▸ **EXERCISE INSTRUCTIONS**: The full text of the records below, minus any pictures, should be given back word for word.

START DATASET RECORDS

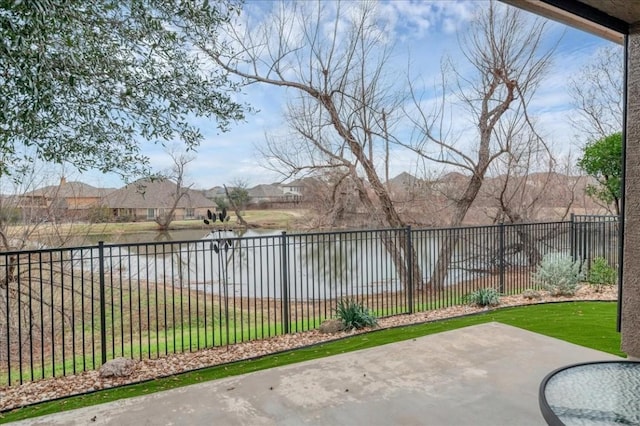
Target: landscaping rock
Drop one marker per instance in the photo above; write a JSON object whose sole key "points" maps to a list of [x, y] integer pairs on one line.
{"points": [[118, 367], [331, 326]]}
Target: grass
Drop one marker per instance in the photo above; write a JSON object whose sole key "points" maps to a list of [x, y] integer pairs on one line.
{"points": [[590, 324], [275, 219]]}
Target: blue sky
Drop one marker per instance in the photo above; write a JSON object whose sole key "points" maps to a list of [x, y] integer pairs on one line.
{"points": [[425, 31]]}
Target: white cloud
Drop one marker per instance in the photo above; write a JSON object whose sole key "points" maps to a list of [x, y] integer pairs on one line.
{"points": [[422, 31]]}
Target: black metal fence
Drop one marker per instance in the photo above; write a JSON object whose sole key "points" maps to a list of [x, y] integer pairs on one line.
{"points": [[68, 310]]}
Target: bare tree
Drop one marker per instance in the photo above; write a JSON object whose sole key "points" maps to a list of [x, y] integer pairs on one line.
{"points": [[597, 93], [505, 53], [333, 62], [176, 174]]}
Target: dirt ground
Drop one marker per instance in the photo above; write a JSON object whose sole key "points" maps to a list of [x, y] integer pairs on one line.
{"points": [[32, 392]]}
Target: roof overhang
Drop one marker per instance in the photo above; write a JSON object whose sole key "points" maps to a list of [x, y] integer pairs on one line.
{"points": [[610, 19]]}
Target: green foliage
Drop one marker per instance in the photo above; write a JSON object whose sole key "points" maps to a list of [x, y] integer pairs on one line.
{"points": [[559, 274], [589, 324], [354, 315], [86, 82], [483, 297], [601, 273], [602, 160]]}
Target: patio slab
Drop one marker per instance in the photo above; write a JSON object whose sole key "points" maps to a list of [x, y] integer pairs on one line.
{"points": [[486, 374]]}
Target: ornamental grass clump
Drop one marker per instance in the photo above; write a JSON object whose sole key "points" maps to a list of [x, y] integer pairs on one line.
{"points": [[559, 274], [354, 315], [483, 297], [601, 273]]}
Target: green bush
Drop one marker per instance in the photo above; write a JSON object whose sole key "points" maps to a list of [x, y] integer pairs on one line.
{"points": [[483, 297], [601, 273], [354, 314], [559, 274]]}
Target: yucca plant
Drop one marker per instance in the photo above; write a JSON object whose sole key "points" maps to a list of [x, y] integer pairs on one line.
{"points": [[559, 274], [483, 297], [354, 315]]}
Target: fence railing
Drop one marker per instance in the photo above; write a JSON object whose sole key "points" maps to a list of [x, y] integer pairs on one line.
{"points": [[68, 310]]}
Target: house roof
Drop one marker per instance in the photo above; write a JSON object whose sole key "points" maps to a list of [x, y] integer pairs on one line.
{"points": [[265, 190], [610, 19], [153, 194]]}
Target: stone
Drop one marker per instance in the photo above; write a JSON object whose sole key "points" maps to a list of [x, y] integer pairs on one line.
{"points": [[331, 326], [117, 367]]}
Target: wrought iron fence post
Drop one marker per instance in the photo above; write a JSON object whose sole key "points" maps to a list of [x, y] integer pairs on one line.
{"points": [[501, 258], [285, 284], [409, 263], [572, 237], [103, 306]]}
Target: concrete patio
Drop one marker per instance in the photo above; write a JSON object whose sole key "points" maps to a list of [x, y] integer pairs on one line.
{"points": [[481, 375]]}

END DATASET RECORDS

▸ **TASK SOLUTION**:
Target: landscaping rock
Drop one marker per instance in the photo above; write a JSON object whose sole key "points" maps to a list of [x, y] integer pairs on one line.
{"points": [[118, 367], [331, 326]]}
Target: grass
Drop one marker per instance in the photo above; write a JSON object whose sole key "points" maps to a list of [x, y] integer pairs on one line.
{"points": [[590, 324], [275, 219]]}
Target: blue sky
Drop one marker per instance in the photo above; write a JSON object whose sole key "points" maps to a list of [x, y] integer pairs on one line.
{"points": [[425, 31]]}
Target: white cloud
Drop one marker per instance in the photo above; write a JSON object whose sole key "points" maps to a list of [x, y] integer pairs on one line.
{"points": [[422, 31]]}
Target: black metal fence
Drop one marker per instance in the photo above; write a JSON object whose sole key "points" maps to a list of [x, y] integer pairs on one line.
{"points": [[68, 310]]}
Target: bare tree
Drop one marker per instance in the photo above; write a JSON object whose sole key "points" maps to a list of [x, y] integer pairs on one line.
{"points": [[597, 93], [505, 53], [333, 62], [176, 174]]}
Target: dirt ground
Drop one marker per instance in the photo above; write a JSON object whose sole key "points" maps to a list of [x, y] integer pairs on one line.
{"points": [[32, 392]]}
Target: roof overhang
Drop one marker per instance in the photo above; write a JSON object whose sole key "points" maps to a list of [x, y] integer pairs on one line.
{"points": [[610, 19]]}
Target: green foliage
Drop one marker per instance in the photo above; write a JSON object whose sole key "points" maps to a list of [x, y] integer pairs on one line.
{"points": [[559, 274], [589, 324], [354, 315], [86, 82], [483, 297], [601, 273], [602, 160]]}
Target: patio slab
Drop one marker per instance in the photo above; write a JSON object whose sole key "points" maps to a list of [x, y] integer pairs on one line.
{"points": [[486, 374]]}
Target: ornamental grass clump
Drop one marker per instance in the photo above; write a JSON object whose sole key "points" maps to a list of [x, y] integer pairs on one line.
{"points": [[559, 274], [354, 315], [483, 297], [601, 273]]}
Target: green bush
Drop one marker per instance in the photo above; write a JSON object whose sole key "points" maps to a list of [x, y] integer pairs on one line.
{"points": [[483, 297], [601, 273], [354, 314], [559, 274]]}
Target: yucca plant
Drop one marker per instance in the photo above; write a JSON object whose sole key "points" maps to a list of [x, y] integer pairs on one line.
{"points": [[559, 274], [483, 297], [354, 315]]}
Target: fence railing
Drop one marker per instance in the photo above; write a JSON object whose sole key "points" maps to a list of [x, y] integer pairs on one line.
{"points": [[68, 310]]}
Target: house roof
Drop one marker per instance in the photo above; write a JSON object whose sole key "points" maps to a list of [x, y] integer pairs on one line.
{"points": [[265, 190], [610, 19], [153, 194]]}
Target: stone
Drop one marker per instance in the photo above; write a JSON object whose sole key "points" maps to a list of [x, y] integer pairs on one line.
{"points": [[331, 326], [117, 367]]}
Target: wrought iron fence post
Drop one marker per instance in the photo above; write a JSON object whose sole key "points" maps to a list of [x, y] integer pairs on one line.
{"points": [[501, 258], [285, 284], [409, 263], [572, 237], [103, 306]]}
Target: concrete patio
Drop one marker per instance in the photo above; write a JSON object whose sole key "points" maps to a list of [x, y] integer pairs on one line.
{"points": [[481, 375]]}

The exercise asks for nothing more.